#### PASSAGE:
^^^^^^^^^^^^^^^^
5. PATTERN OF EARLY REFLECTIONS:
The perception of the spatial image is increased with the appliance of a dynamic pattern of early reflections. Four virtual walls, ceiling and floor are calculated at a certain distance where the sound energy is reflected. These early reflections approach the listener slightly delayed to the original signal and from different directions. These directions change according to the movement of the source. Also the amplitude changes in respect to the distance, the virtual reflected sound has travelled. According to David Griesinger the parameters should be chosen in that way that the reflections approach in a time- window of 20-50 ms after the source. Two kinds of reflections are calculated here: Specular and diffuse reflections, as the laws of reflection are different. Ofcourse the early reflections are also spatially distributed to simulate their natural direction. The result is a lot more transparency and an increased image of depth aswell an enhanced perception of distance.


Encoding Movement

In the Csound- spatializing .orc the Doppler-shift of frequency has been coded using the formula f'= f(c/c-v). Whereas f' is the resulting frequency, c is the speed of sound propagation through the air (345m/s) and v is the speed of the source related to the listener. Note that the sound is related to velocity in such a way that there is no longer an absolute pitch of a sound: the composition changes with the movement of the sound.


General (Zak- Patch- System)

Please note that the processing of the sound in terms of spatialisation, depth modelling etc. is spread among several instruments within the Csound orchestra. The sound is passed among the instrument as an a-rate- variable, whereas the A (angle), E (elevation) and D (distance) positions are passed a k-rate variables, both via Zak-Pach- System.
^^^^^^^^^^^^^^^^
#### SUPPLIED INFORMATION:
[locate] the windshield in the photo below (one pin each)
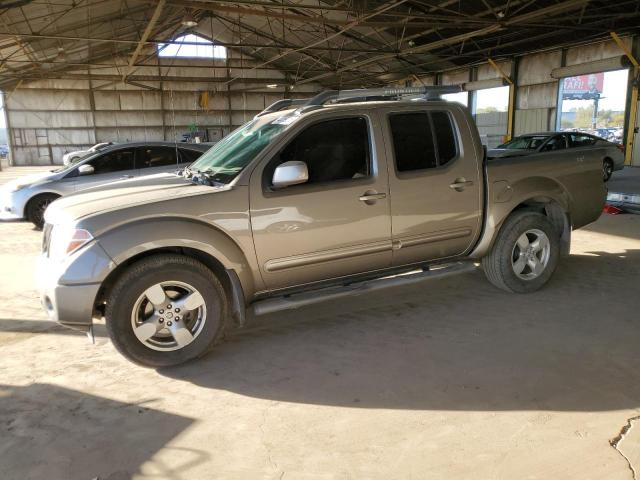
^^^^^^^^^^^^^^^^
#### WHAT IS ASKED:
1. Reproduce everything in the Csound spatialization text from "Encoding Movement" down to "via Zak-Pach- System.".
2. Continue the Csound spatialization text from its final sentence onward.

#### OUTPUTS IN ORDER:
1.
Encoding Movement

In the Csound- spatializing .orc the Doppler-shift of frequency has been coded using the formula f'= f(c/c-v). Whereas f' is the resulting frequency, c is the speed of sound propagation through the air (345m/s) and v is the speed of the source related to the listener. Note that the sound is related to velocity in such a way that there is no longer an absolute pitch of a sound: the composition changes with the movement of the sound.


General (Zak- Patch- System)

Please note that the processing of the sound in terms of spatialisation, depth modelling etc. is spread among several instruments within the Csound orchestra. The sound is passed among the instrument as an a-rate- variable, whereas the A (angle), E (elevation) and D (distance) positions are passed a k-rate variables, both via Zak-Pach- System.

2.
Decoding

The decoding is done in a separate .orc. There are some speaker setups already coded, but they may be completed due to personal needs. Usually there has to be done a test- run with the amplitude factor girescale set to 1. In the output window the maximum amplitudes of every generated soundfile will appear after finishing. The appropriate amplitude factor can be calculated then by dividing 32768 by the maximum output. This factor will differ everytime regarding the used input and the selected speaker setup. If the "soundout"-opcode had been chosen for output, the 8-bit output files however have to be converted into 16 bit files and a header has to be written. This can be done for example with the programme Soundhack (freeware, but mac only). The Files then have to be fed for example into an editing programme to be able to play them simultaneously.



Footnotes

[1] Charles Dodge, Thomas A. Jerse: Computer Music (2nd Edition), Chapter 10.2C, P. 314
[2] ebd., Chapter 10.2F, S. 319
[3] David Griesinger: "The Psychoacoustics of Listening Area, Depth, and Envelopment in Surround Recordings and their relationship to Microphone Technique", Session- Paper at the 19 AES Conference, June 2001
[4] "The Theory and Practice of Perceptual Modeling - How to use Electronic Reverberation to Add Depth and Envelopment Without Reducing Clarity" Downloadable at D. Griesinger's pages.